找出下面含有词语“small”的所有行，并逐行抄写出来。匹配时区分大小写。

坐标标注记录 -

_ _ _

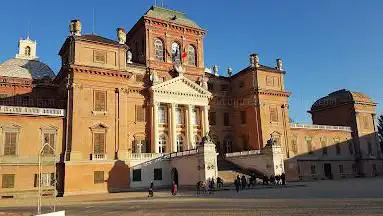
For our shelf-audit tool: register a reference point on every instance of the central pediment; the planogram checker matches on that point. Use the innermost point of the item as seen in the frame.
(181, 85)
(180, 90)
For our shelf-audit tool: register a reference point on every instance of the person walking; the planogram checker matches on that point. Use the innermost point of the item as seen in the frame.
(151, 189)
(174, 189)
(283, 178)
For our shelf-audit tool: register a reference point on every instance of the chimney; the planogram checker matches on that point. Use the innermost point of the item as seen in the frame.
(254, 60)
(279, 64)
(121, 35)
(229, 71)
(75, 27)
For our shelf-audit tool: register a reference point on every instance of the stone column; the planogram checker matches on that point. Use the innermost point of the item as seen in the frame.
(190, 127)
(155, 127)
(205, 123)
(173, 124)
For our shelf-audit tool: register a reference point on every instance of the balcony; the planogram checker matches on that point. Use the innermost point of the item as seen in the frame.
(99, 156)
(33, 111)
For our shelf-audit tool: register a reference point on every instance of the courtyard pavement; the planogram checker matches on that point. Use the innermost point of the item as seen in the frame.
(338, 197)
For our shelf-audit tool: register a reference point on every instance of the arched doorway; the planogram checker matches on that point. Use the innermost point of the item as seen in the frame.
(175, 176)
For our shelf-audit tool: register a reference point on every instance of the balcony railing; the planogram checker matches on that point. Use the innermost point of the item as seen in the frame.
(98, 157)
(35, 111)
(251, 152)
(320, 127)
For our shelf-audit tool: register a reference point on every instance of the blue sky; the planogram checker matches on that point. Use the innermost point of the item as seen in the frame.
(326, 45)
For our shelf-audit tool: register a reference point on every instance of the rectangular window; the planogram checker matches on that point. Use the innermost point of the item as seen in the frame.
(162, 115)
(212, 118)
(49, 138)
(10, 143)
(179, 116)
(140, 113)
(224, 87)
(99, 142)
(158, 174)
(241, 84)
(8, 181)
(137, 175)
(324, 146)
(309, 145)
(273, 114)
(98, 177)
(351, 147)
(99, 100)
(100, 56)
(294, 145)
(313, 169)
(226, 119)
(243, 117)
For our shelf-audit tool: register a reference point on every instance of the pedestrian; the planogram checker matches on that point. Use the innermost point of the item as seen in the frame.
(151, 189)
(283, 177)
(174, 189)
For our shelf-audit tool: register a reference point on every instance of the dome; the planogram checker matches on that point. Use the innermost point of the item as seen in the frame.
(342, 97)
(25, 68)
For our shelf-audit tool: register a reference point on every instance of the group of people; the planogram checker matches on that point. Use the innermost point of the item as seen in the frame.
(278, 179)
(208, 185)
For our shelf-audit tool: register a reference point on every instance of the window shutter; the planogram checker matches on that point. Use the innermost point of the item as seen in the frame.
(100, 101)
(140, 113)
(10, 143)
(99, 143)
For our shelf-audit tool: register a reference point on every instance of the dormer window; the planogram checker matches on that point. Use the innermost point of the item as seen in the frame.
(27, 51)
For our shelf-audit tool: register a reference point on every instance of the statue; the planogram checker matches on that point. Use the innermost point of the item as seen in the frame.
(75, 27)
(129, 57)
(229, 71)
(279, 64)
(121, 35)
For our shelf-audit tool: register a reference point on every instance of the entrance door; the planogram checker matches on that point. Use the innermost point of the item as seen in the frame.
(327, 171)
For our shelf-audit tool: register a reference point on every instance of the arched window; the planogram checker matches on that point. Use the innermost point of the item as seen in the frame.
(180, 143)
(27, 51)
(197, 141)
(162, 144)
(176, 52)
(192, 57)
(158, 49)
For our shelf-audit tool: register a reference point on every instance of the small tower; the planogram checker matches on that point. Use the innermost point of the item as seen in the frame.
(27, 49)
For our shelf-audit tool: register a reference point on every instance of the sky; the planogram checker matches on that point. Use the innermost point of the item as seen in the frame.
(325, 45)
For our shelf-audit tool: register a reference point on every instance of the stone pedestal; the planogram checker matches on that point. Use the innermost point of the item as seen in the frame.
(207, 161)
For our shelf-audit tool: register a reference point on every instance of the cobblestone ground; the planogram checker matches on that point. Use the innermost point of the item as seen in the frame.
(343, 197)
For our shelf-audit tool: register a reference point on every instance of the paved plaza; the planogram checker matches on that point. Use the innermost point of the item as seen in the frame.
(340, 197)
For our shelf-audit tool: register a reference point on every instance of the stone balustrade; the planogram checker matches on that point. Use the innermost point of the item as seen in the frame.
(34, 111)
(320, 127)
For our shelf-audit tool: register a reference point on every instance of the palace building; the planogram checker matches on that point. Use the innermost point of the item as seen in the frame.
(122, 113)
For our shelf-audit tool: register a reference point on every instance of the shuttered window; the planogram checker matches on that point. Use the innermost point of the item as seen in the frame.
(100, 100)
(8, 181)
(10, 143)
(273, 114)
(99, 143)
(140, 113)
(49, 138)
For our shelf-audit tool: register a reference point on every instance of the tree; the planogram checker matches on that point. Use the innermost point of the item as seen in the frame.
(380, 131)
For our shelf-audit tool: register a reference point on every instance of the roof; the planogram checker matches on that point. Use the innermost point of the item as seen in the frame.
(341, 97)
(168, 15)
(96, 38)
(24, 68)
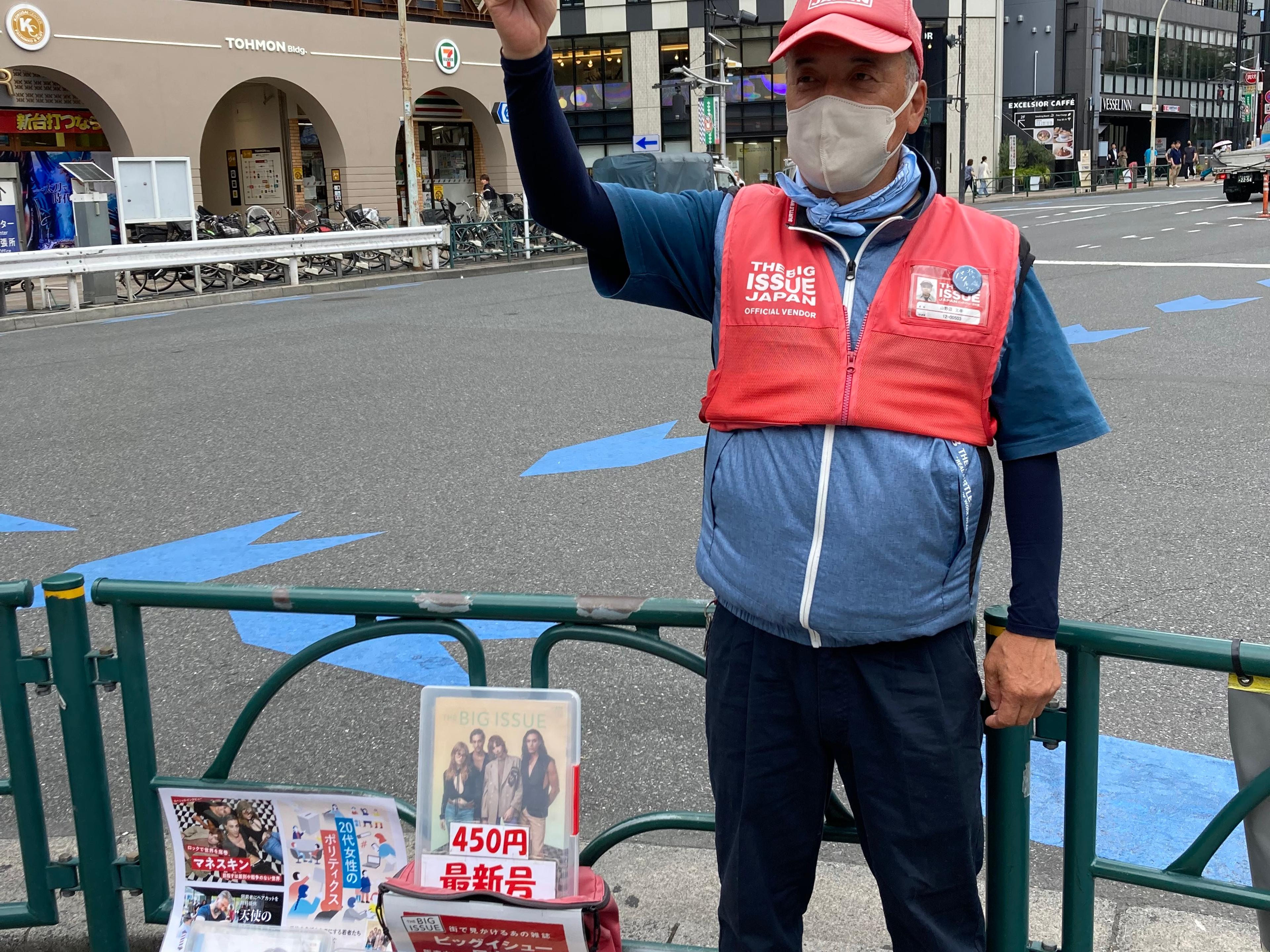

_ _ _

输出结果 -
For our shelf-audit tool: register a reference point on every instance of the small tower; the planogram checker matches on that point. Use the innermost point of the item as seen in the frame.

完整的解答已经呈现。